▶ **SOURCE MATERIAL**

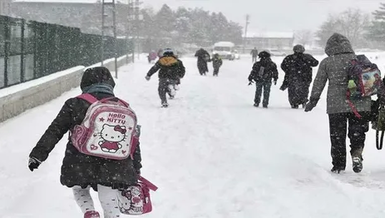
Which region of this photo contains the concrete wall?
[0,56,132,122]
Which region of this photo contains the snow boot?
[331,166,345,174]
[352,148,363,173]
[84,211,100,218]
[352,157,363,173]
[162,102,168,108]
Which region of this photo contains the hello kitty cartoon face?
[131,187,143,208]
[100,124,126,142]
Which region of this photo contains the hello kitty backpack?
[117,176,158,215]
[70,94,139,160]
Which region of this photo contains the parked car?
[212,42,235,61]
[269,49,286,56]
[234,50,241,60]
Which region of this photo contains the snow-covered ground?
[0,53,385,218]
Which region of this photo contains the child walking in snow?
[145,48,186,107]
[212,54,223,76]
[248,51,278,108]
[28,67,142,218]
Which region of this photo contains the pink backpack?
[70,94,139,160]
[117,177,158,215]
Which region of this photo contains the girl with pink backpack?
[28,67,142,218]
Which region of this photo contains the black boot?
[331,166,345,174]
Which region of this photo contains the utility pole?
[126,0,134,64]
[135,0,142,60]
[101,0,118,78]
[243,14,250,53]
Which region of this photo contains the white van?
[213,42,235,60]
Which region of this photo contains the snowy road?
[0,55,385,218]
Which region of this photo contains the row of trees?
[140,5,242,52]
[310,3,385,49]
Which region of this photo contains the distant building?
[0,0,12,16]
[243,32,294,50]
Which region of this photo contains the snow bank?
[0,56,132,122]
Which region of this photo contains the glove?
[28,157,41,172]
[305,98,319,112]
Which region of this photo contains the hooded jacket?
[29,67,141,188]
[147,55,186,80]
[281,52,318,87]
[310,33,371,114]
[248,51,278,82]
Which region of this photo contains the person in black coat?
[28,67,142,217]
[248,51,278,108]
[211,54,223,76]
[250,47,258,63]
[281,45,318,108]
[146,48,186,107]
[195,48,210,76]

▶ **TASK TO COMPLETE**
Please reproduce the material word for word, starting with the line that contains "Which region of this photo contains the distant" and ending with the final line of the material.

▶ **RESPONSE TO THE EXERCISE**
Which region of this photo contains the distant building?
[0,0,12,16]
[243,32,294,50]
Which region of this photo contains the snow bank?
[0,56,132,122]
Which region of this photo contains the glove?
[28,157,41,172]
[305,98,319,112]
Which region of this photo contains the hooded jacket?
[29,67,141,188]
[147,55,186,80]
[281,52,318,87]
[310,33,371,114]
[248,51,278,82]
Which region of this photo contains the person in black coat?
[28,67,142,217]
[248,51,278,108]
[211,54,223,76]
[250,47,258,63]
[281,45,318,108]
[146,48,186,107]
[195,48,210,76]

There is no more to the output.